▶ [Exercise] Take from the entries below the stretch from the line with "the kitchen sink" through the line with "the white electric range", and return it exactly, leaving the pictures out.

(Point localization data)
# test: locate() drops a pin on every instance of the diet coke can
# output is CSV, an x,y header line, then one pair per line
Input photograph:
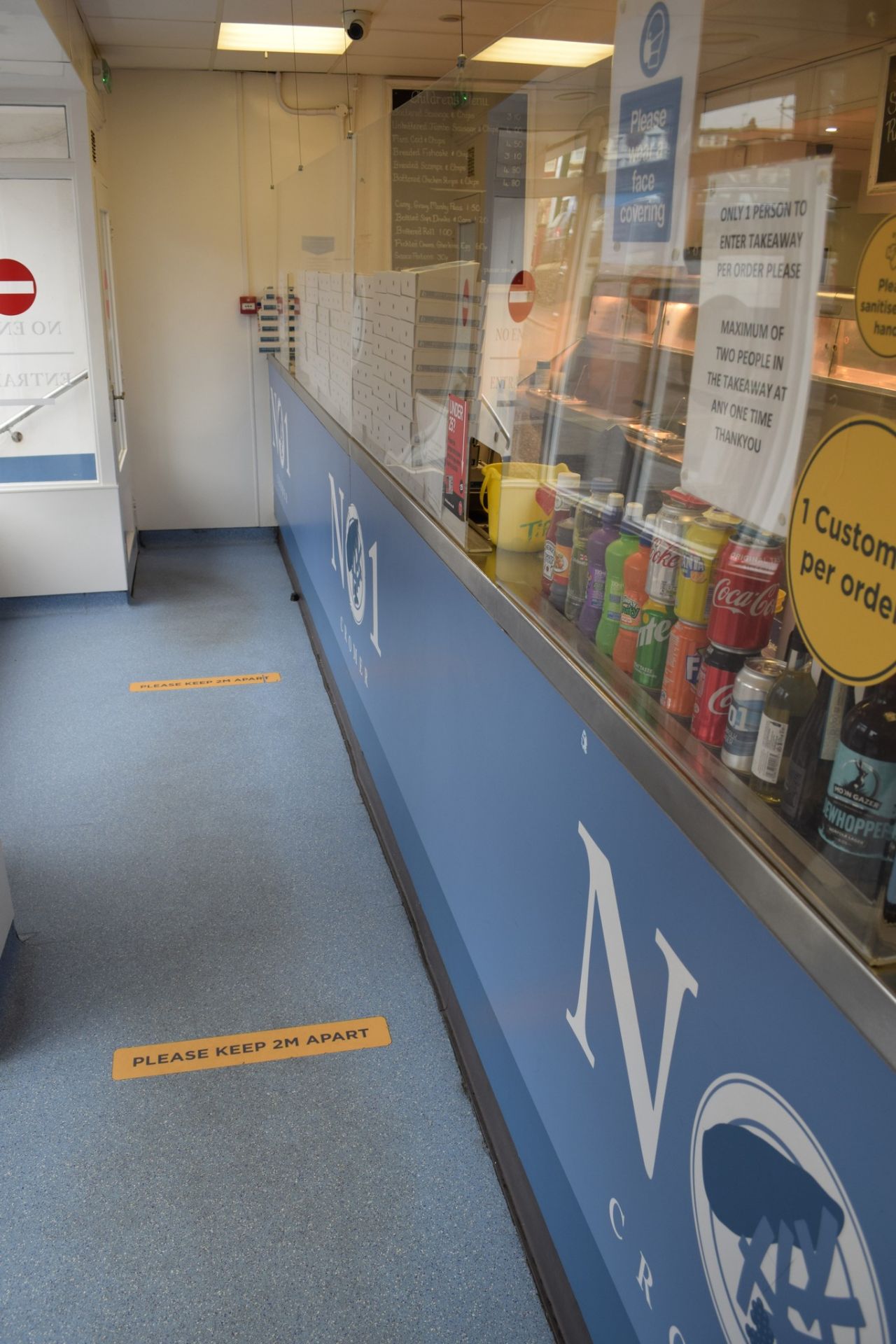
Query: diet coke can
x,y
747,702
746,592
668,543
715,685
--
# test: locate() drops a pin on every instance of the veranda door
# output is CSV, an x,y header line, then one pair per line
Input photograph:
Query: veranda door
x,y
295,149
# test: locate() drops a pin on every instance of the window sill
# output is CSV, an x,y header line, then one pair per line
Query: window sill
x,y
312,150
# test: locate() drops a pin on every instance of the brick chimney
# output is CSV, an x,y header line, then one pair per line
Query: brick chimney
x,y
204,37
---
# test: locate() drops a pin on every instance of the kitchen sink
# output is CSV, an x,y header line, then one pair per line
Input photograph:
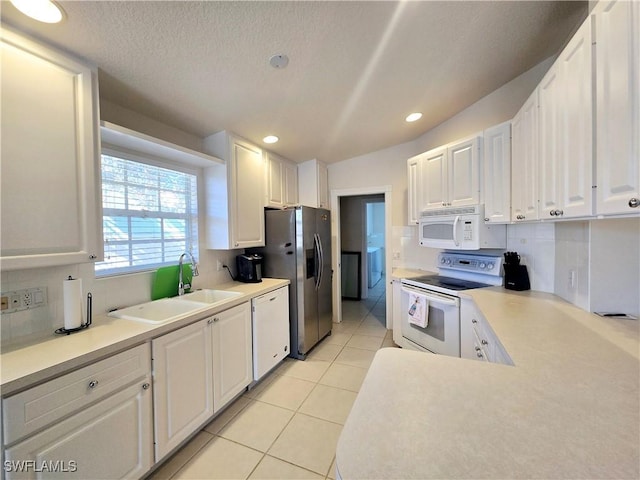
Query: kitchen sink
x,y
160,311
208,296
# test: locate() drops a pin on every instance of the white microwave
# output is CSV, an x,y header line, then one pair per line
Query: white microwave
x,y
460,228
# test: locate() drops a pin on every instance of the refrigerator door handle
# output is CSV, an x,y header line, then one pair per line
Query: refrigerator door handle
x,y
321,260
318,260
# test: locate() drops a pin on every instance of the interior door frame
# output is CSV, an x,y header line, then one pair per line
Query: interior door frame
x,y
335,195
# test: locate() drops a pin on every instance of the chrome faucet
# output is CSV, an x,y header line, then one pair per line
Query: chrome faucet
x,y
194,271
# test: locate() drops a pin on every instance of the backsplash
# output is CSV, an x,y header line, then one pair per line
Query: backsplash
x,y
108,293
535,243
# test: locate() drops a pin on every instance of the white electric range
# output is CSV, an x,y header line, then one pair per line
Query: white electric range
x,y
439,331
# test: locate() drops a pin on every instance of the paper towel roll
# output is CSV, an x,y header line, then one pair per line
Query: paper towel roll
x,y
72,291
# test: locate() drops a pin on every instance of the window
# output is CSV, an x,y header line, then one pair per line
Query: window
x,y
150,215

▶ [Solution to this exercise]
# test: locate() drops a pin on every instance of the kitchen sink
# output is CSV, an x,y header line, then one pair per line
Input photograph:
Query: kitchen sink
x,y
160,311
208,296
# test: locate() drops a pin on every instance of the white microwave
# output is CSV, an x,y header line, then one pair per line
Query: white microwave
x,y
460,228
# test: locate() drops a pin on every instance of the refrigerator door handle
# output is CSV, an x,y header line, then one pair per line
Query: refrigerator door handle
x,y
321,260
318,260
# test: locate() drops a pin on every instance of the interior door frame
# output is CSV, an x,y header line, then one pair per line
Query: interior door frame
x,y
335,195
# test: locate() drops a pin on every instance of the chrome faucet
# output is CSV, an x,y header line, then one pair per line
Query: chrome faucet
x,y
194,271
# test: locate() drops a pin on every instance of the backsplash
# output is CSV, an x,y header line, then one pair per line
Query: backsplash
x,y
108,293
535,243
# test: locate() drops a pin on every instance of the white electric range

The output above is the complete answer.